_Exercise brief:_ Rewrite the listing from the line containing "of the black" through its end, swapping "sky" for "horizon" and keeping everything else the same. Leave the pictures out of your answer.

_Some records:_
^^^^^^^^^^^^^^^^

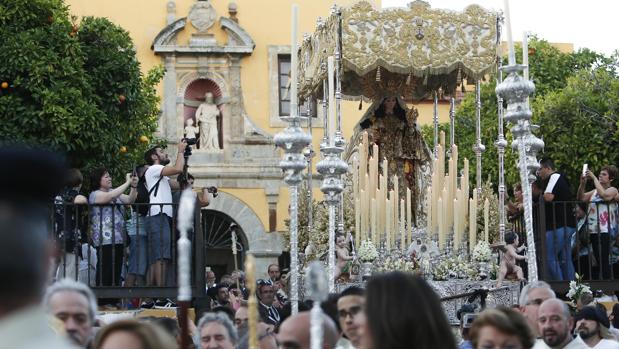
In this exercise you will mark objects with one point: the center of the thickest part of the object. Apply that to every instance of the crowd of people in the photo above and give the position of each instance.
(394, 310)
(122, 235)
(579, 231)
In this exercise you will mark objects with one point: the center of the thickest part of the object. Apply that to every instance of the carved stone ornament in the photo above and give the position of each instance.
(202, 16)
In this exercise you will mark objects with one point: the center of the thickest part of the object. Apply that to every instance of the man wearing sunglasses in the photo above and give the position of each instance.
(531, 297)
(351, 315)
(266, 294)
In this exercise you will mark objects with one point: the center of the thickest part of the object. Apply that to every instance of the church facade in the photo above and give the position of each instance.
(239, 52)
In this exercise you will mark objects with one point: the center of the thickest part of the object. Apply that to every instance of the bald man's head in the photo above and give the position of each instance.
(294, 332)
(555, 323)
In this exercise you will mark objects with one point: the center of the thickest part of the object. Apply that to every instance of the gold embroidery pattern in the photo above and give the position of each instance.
(428, 44)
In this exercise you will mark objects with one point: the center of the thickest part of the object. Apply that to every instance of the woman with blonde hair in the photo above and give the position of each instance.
(131, 334)
(499, 328)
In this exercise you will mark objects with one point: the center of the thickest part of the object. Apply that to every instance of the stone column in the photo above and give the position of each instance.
(168, 124)
(236, 102)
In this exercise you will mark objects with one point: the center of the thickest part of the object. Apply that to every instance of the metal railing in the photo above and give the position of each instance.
(112, 247)
(575, 237)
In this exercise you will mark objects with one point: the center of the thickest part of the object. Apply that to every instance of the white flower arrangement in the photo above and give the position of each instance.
(577, 289)
(399, 264)
(482, 252)
(367, 252)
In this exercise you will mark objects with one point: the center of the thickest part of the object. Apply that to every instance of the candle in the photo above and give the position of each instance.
(508, 30)
(388, 224)
(429, 212)
(252, 302)
(373, 222)
(456, 226)
(331, 114)
(486, 218)
(357, 222)
(441, 224)
(525, 55)
(409, 215)
(472, 226)
(293, 62)
(402, 227)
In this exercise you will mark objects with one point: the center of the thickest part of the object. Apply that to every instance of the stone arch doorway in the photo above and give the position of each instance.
(217, 227)
(194, 96)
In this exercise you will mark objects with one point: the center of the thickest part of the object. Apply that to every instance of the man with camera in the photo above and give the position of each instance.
(158, 224)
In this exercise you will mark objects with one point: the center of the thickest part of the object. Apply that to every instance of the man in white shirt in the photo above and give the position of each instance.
(592, 327)
(158, 223)
(555, 323)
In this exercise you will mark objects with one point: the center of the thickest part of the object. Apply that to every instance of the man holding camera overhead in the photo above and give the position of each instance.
(158, 224)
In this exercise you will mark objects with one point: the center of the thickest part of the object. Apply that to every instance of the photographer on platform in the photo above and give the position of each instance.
(159, 221)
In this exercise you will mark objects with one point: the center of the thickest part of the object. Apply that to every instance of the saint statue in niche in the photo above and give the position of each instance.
(191, 131)
(393, 127)
(207, 115)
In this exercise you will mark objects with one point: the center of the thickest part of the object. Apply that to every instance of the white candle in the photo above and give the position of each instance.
(331, 114)
(293, 61)
(525, 55)
(409, 215)
(388, 232)
(472, 226)
(456, 226)
(429, 212)
(508, 30)
(486, 219)
(373, 223)
(402, 227)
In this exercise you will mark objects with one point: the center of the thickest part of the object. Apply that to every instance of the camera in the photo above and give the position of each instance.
(213, 190)
(190, 142)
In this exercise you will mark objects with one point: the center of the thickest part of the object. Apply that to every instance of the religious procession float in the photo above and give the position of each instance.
(391, 201)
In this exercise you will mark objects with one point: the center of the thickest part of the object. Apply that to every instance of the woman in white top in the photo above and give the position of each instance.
(601, 217)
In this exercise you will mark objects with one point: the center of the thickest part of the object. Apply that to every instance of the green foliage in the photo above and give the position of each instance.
(65, 84)
(575, 105)
(580, 124)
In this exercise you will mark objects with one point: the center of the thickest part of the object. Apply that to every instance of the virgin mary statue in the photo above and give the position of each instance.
(393, 127)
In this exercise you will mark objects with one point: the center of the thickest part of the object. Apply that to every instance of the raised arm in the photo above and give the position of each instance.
(105, 197)
(203, 198)
(581, 195)
(180, 162)
(607, 194)
(512, 253)
(133, 193)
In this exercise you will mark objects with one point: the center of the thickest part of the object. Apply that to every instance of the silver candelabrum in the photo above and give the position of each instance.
(515, 90)
(293, 140)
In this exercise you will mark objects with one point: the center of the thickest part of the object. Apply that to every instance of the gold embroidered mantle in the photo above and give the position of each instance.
(421, 47)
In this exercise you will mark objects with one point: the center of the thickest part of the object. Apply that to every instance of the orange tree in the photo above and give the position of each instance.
(75, 88)
(573, 95)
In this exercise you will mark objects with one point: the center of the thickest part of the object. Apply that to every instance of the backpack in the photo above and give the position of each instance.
(144, 195)
(66, 215)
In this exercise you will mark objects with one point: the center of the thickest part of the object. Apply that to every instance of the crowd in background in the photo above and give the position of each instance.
(579, 231)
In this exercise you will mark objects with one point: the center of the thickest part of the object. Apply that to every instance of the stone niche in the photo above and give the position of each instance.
(247, 157)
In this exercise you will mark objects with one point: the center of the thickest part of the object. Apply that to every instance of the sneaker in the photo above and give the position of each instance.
(165, 304)
(147, 304)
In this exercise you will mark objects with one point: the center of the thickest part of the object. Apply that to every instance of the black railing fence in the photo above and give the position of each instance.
(573, 237)
(114, 248)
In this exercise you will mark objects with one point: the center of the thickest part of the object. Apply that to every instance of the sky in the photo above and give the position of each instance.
(591, 24)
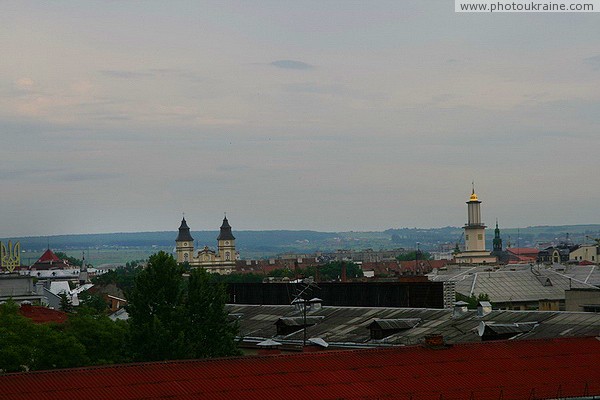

^^^^^^^^^^^^^^^^

_Solved exercise:_
In this exercise you will mark objects with one point: the center of the thickest part of the object. Apply that to every instance of the black railing fence in the photo above and give the position of each instance.
(573, 237)
(114, 248)
In this exercise you will mark objects with one point: the center of the thickest part of the object. Apply that to every instance of the horizon in the photo above and give the position of each instance.
(591, 24)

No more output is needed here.